Single by Corona

from the album The Rhythm of the Night
- Released: November 1995
- Studio: Casablanca, Italy
- Genre: Eurodisco
- Length: 3:58
- Label: DWA (Dance World Attack)
- Songwriters: Francesco Bontempi; Antonia Bottari; Ivana Spagna;
- Producers: Checco; Soul Train;

Corona singles chronology
| "Try Me Out" (1995) | "I Don't Wanna Be a Star" (1995) | "Megamix" (1997) |

Music video
- "I Don't Wanna Be a Star" on YouTube

= I Don't Wanna Be a Star =

1995 single by Corona

"I Don't Wanna Be a Star" is a song by Italian band Corona, released in November 1995 through DWA (Dance World Attack) as the fourth and final single from Corona's debut album, The Rhythm of the Night (1995). The song was written by Francesco Bontempi, Antonia Bottari and Ivana Spagna, and was a club hit in many European countries. Unlike the previous Corona singles, it has disco sonorities. The song peaked at number one in both Italy and Spain, number five in Hungary and number six in Finland. In the UK and on the Eurochart Hot 100, it peaked within the top 30, and it is also Corona's last major hit. The accompanying music video was filmed on locations in Rome, Italy.

==Critical reception==
AllMusic editor Jose F. Promis described the song as "irresistible", naming it one of the standout tracks on The Rhythm of the Night album. James Masterton for Dotmusic commented, "All hail the return of the synth drum. Ever since Corona first hit the dizzy heights of Number 2 with 'The Rhythm of the Night' at the end of 1994 they have proved that they are far from one-hit wonders but instead are one of the finest pop acts around." He added that it is "possibly their best single yet", and "such a perfect pastiche of a 1970s disco track that it could almost be a reissue. It isn't, instead being a completely up to date track but sounding every inch a classic already - right down to the cheesy synth drum which has surely not been heard since the days of Kelly Marie and 'Feels Like I'm In Love'."

**Task to complete**
Reproduce word for word the passage of the article on the Corona single that begins with the words containing "Corona singles chronology" and ends with "in Rome, Italy.".

**Records supplied**

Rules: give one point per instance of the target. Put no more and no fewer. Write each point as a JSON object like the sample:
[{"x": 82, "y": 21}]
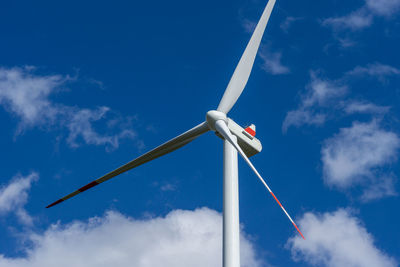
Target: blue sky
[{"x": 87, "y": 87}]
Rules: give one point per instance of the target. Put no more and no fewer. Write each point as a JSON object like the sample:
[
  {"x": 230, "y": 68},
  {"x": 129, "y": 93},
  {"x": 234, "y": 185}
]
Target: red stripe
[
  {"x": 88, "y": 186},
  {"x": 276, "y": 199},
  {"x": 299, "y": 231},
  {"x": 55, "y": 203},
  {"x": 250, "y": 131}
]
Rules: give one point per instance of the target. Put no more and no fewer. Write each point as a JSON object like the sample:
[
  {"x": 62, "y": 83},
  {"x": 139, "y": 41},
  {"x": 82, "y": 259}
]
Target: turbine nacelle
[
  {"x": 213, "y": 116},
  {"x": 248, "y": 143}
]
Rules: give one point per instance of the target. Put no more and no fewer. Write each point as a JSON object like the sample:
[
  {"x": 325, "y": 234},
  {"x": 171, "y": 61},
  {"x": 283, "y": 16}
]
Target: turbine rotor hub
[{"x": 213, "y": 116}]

==

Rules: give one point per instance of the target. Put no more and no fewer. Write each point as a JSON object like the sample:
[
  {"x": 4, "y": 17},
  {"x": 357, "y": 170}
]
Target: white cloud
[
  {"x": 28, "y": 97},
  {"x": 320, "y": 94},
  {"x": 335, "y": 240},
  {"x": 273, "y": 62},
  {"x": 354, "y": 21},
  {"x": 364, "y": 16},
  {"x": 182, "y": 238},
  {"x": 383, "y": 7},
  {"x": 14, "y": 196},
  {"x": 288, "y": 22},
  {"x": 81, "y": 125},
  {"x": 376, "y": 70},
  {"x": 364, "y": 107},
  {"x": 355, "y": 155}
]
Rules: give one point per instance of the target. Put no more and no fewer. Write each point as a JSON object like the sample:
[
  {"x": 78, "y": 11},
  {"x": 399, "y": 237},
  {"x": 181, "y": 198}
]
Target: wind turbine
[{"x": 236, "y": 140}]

**Expected answer**
Corona singles chronology
| "Try Me Out" (1995) | "I Don't Wanna Be a Star" (1995) | "Megamix" (1997) |

Music video
- "I Don't Wanna Be a Star" on YouTube

= I Don't Wanna Be a Star =

1995 single by Corona

"I Don't Wanna Be a Star" is a song by Italian band Corona, released in November 1995 through DWA (Dance World Attack) as the fourth and final single from Corona's debut album, The Rhythm of the Night (1995). The song was written by Francesco Bontempi, Antonia Bottari and Ivana Spagna, and was a club hit in many European countries. Unlike the previous Corona singles, it has disco sonorities. The song peaked at number one in both Italy and Spain, number five in Hungary and number six in Finland. In the UK and on the Eurochart Hot 100, it peaked within the top 30, and it is also Corona's last major hit. The accompanying music video was filmed on locations in Rome, Italy.